John Halamka, the CIO of Beth Israel Deaconness Medical Center in Boston has an interesting post on his blog about Apple’s big unveiling yesterday and its implications for connected health applications.
With the image of naked Jennifer Lawrence still fresh in our minds, Halamka points out that Apple is taking steps to make sure no such slip-ups happen in the context of protected health information – a promising new market for wearable technology.
As Halamka sees it, we’re on the cusp of revolution that will see the consumerization of what he calls “healthcare middleware.” That refers to software and services, like Apple’s recently announced HealthKit, that aggregates data about your body from multiple sensors in your clothing, your body and environment.
Unlike the nude selfies that recently made the rounds online, however, health data is protected by Federal legislation – HIPAA. For that reason, Apple keeps that data local to the mobile device owned and operated by the patient or the care provider. In fact, it has specifically changed its policies so that health data is never replicated to iCloud, Halamka writes. Data remains on your device under your control and there’s no (Apple-provided) function to transmit data off the device.

Parts of the exercise:
1/ In the article on Apple and health data, which federal law protects health data?
2/ Continue the article on Apple and health data from its last sentence.

Dataset entries:
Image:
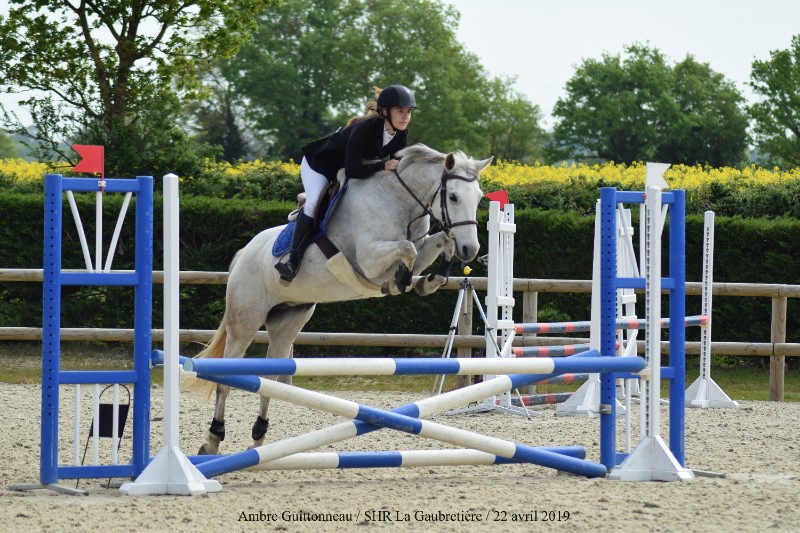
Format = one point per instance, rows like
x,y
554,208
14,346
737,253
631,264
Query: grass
x,y
20,363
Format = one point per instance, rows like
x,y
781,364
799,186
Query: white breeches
x,y
313,183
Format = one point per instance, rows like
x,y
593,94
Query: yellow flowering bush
x,y
508,174
750,191
19,170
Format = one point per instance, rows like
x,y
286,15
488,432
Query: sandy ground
x,y
755,446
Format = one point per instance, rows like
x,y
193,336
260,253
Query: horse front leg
x,y
431,248
216,433
380,259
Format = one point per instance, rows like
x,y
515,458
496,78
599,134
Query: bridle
x,y
446,223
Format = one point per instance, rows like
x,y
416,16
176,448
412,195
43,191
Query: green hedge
x,y
548,244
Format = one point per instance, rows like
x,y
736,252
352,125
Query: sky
x,y
541,42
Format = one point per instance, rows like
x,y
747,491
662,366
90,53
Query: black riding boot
x,y
289,264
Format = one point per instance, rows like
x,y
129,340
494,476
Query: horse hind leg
x,y
284,322
239,337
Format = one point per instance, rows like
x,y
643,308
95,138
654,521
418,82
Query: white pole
x,y
171,472
704,391
98,233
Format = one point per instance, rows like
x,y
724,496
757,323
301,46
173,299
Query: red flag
x,y
498,196
93,159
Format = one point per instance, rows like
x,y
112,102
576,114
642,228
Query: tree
x,y
312,65
711,125
216,119
111,64
641,109
8,149
512,124
777,117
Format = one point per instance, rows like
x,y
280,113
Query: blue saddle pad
x,y
284,241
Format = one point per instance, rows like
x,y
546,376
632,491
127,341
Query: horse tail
x,y
215,348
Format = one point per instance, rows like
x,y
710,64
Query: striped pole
x,y
550,351
585,325
564,379
389,459
346,430
409,424
542,399
401,367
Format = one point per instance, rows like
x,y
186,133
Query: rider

Task-by-task results:
1/ HIPAA.

2/
[Read more Security Ledger coverage of connected health topics here.]
“The intent of Healthkit is that it serves as middleware, consolidating data and providing a container to share data with other apps that you specifically trust,” Halamka writes.
The effect may be to democratize the medical device and medical applications marketplace. Halamka mentions that BIDMC is working on a mobile application that can monitor patient data and determine when intervention by a home health aide or physician might be needed. The hospital is using privately donated funds to do so.